(Dataset items)
━━━━━━━━━━━━━━━━━━━━━━━━━━━━━━
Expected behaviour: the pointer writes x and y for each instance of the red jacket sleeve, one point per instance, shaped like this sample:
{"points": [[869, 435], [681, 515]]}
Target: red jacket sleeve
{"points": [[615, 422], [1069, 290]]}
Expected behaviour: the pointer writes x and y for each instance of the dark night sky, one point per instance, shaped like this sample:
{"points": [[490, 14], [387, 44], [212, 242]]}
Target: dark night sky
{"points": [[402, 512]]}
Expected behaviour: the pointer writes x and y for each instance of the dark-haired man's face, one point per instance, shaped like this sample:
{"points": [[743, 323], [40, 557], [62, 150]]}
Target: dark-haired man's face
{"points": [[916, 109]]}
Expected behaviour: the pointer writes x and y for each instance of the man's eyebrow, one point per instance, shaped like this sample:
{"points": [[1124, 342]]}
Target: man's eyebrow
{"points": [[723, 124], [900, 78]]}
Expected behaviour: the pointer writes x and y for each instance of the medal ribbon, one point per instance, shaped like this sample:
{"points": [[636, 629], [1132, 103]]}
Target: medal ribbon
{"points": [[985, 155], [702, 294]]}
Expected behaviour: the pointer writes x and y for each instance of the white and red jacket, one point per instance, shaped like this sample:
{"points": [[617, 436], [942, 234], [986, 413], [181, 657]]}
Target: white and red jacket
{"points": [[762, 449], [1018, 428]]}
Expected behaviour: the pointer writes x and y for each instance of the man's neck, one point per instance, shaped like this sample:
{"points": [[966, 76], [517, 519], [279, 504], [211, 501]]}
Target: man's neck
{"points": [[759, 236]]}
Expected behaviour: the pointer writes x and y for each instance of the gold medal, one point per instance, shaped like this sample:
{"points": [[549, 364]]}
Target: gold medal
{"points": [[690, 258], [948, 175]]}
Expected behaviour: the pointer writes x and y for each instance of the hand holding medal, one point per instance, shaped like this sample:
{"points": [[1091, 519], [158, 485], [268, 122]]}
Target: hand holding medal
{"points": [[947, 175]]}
━━━━━━━━━━━━━━━━━━━━━━━━━━━━━━
### What is asked:
Could you write out, word for word, every line from the first one containing "man's neck, one" down through the final line above, including both of those lines?

### Solved problem:
Expected behaviour: the pointer writes x and y for each instance of the man's neck, one point per instance, shaped like this sample:
{"points": [[966, 76], [517, 519], [279, 504], [211, 501]]}
Target: man's neck
{"points": [[759, 236]]}
Expected behaviour: the pointer writes x and y for each instance of the gold medal, one point per instance, shaped like this sample:
{"points": [[549, 364]]}
Target: gold medal
{"points": [[690, 258], [948, 175]]}
Expected behaviour: the pointer writes x and y for each instance of the hand holding medal, one point per instance, shaped like this sample:
{"points": [[1091, 519], [158, 485], [268, 122]]}
Target: hand holding medal
{"points": [[947, 175]]}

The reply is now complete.